**Task statement:** Scale the records below by writing every line out again, including the lines that carry no numbers, with each box coordinate in the answers multiplied by 1.5 and rounded to a whole number, halves rounding up. Leave the pictures out.

Rows of box annotation records

────────

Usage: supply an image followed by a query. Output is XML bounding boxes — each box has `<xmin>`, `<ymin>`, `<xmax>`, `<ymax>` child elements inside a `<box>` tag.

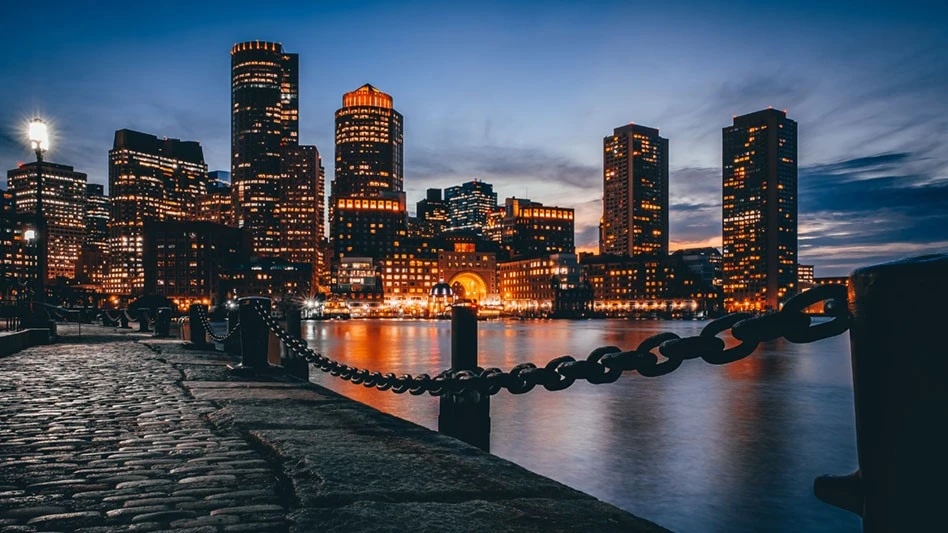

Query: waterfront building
<box><xmin>276</xmin><ymin>145</ymin><xmax>326</xmax><ymax>273</ymax></box>
<box><xmin>332</xmin><ymin>84</ymin><xmax>404</xmax><ymax>197</ymax></box>
<box><xmin>444</xmin><ymin>180</ymin><xmax>497</xmax><ymax>235</ymax></box>
<box><xmin>413</xmin><ymin>189</ymin><xmax>448</xmax><ymax>238</ymax></box>
<box><xmin>486</xmin><ymin>198</ymin><xmax>575</xmax><ymax>259</ymax></box>
<box><xmin>104</xmin><ymin>129</ymin><xmax>207</xmax><ymax>296</ymax></box>
<box><xmin>0</xmin><ymin>190</ymin><xmax>38</xmax><ymax>302</ymax></box>
<box><xmin>498</xmin><ymin>253</ymin><xmax>594</xmax><ymax>316</ymax></box>
<box><xmin>142</xmin><ymin>221</ymin><xmax>248</xmax><ymax>310</ymax></box>
<box><xmin>329</xmin><ymin>84</ymin><xmax>408</xmax><ymax>262</ymax></box>
<box><xmin>75</xmin><ymin>183</ymin><xmax>111</xmax><ymax>288</ymax></box>
<box><xmin>599</xmin><ymin>124</ymin><xmax>668</xmax><ymax>258</ymax></box>
<box><xmin>193</xmin><ymin>176</ymin><xmax>237</xmax><ymax>227</ymax></box>
<box><xmin>331</xmin><ymin>257</ymin><xmax>384</xmax><ymax>302</ymax></box>
<box><xmin>797</xmin><ymin>263</ymin><xmax>816</xmax><ymax>292</ymax></box>
<box><xmin>722</xmin><ymin>109</ymin><xmax>797</xmax><ymax>311</ymax></box>
<box><xmin>438</xmin><ymin>237</ymin><xmax>500</xmax><ymax>307</ymax></box>
<box><xmin>230</xmin><ymin>41</ymin><xmax>299</xmax><ymax>256</ymax></box>
<box><xmin>331</xmin><ymin>193</ymin><xmax>408</xmax><ymax>260</ymax></box>
<box><xmin>7</xmin><ymin>161</ymin><xmax>86</xmax><ymax>279</ymax></box>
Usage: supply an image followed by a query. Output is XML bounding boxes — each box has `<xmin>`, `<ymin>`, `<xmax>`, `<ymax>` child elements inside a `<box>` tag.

────────

**Full answer:**
Usage: supply an image followed by a query. Output is XML bounding boxes — each box has `<xmin>`, `<ymin>`, `<xmax>`, `<ymax>` child elements inside a `<box>` tag.


Query: waterfront building
<box><xmin>414</xmin><ymin>218</ymin><xmax>489</xmax><ymax>410</ymax></box>
<box><xmin>498</xmin><ymin>126</ymin><xmax>606</xmax><ymax>296</ymax></box>
<box><xmin>666</xmin><ymin>270</ymin><xmax>746</xmax><ymax>353</ymax></box>
<box><xmin>620</xmin><ymin>284</ymin><xmax>672</xmax><ymax>357</ymax></box>
<box><xmin>729</xmin><ymin>297</ymin><xmax>863</xmax><ymax>389</ymax></box>
<box><xmin>156</xmin><ymin>194</ymin><xmax>311</xmax><ymax>444</ymax></box>
<box><xmin>0</xmin><ymin>285</ymin><xmax>57</xmax><ymax>453</ymax></box>
<box><xmin>747</xmin><ymin>380</ymin><xmax>891</xmax><ymax>474</ymax></box>
<box><xmin>213</xmin><ymin>332</ymin><xmax>372</xmax><ymax>465</ymax></box>
<box><xmin>494</xmin><ymin>126</ymin><xmax>612</xmax><ymax>393</ymax></box>
<box><xmin>113</xmin><ymin>275</ymin><xmax>167</xmax><ymax>432</ymax></box>
<box><xmin>899</xmin><ymin>186</ymin><xmax>1002</xmax><ymax>387</ymax></box>
<box><xmin>290</xmin><ymin>264</ymin><xmax>356</xmax><ymax>341</ymax></box>
<box><xmin>497</xmin><ymin>386</ymin><xmax>576</xmax><ymax>453</ymax></box>
<box><xmin>1196</xmin><ymin>395</ymin><xmax>1224</xmax><ymax>438</ymax></box>
<box><xmin>1083</xmin><ymin>164</ymin><xmax>1196</xmax><ymax>467</ymax></box>
<box><xmin>657</xmin><ymin>356</ymin><xmax>750</xmax><ymax>461</ymax></box>
<box><xmin>345</xmin><ymin>62</ymin><xmax>449</xmax><ymax>384</ymax></box>
<box><xmin>497</xmin><ymin>290</ymin><xmax>612</xmax><ymax>390</ymax></box>
<box><xmin>11</xmin><ymin>242</ymin><xmax>129</xmax><ymax>419</ymax></box>
Usage: supply an image followed by a query. Output is XML bounding boxes — each box has `<xmin>`, `<ymin>`, `<xmax>`, `<ymax>` child elements inside a `<box>` tag.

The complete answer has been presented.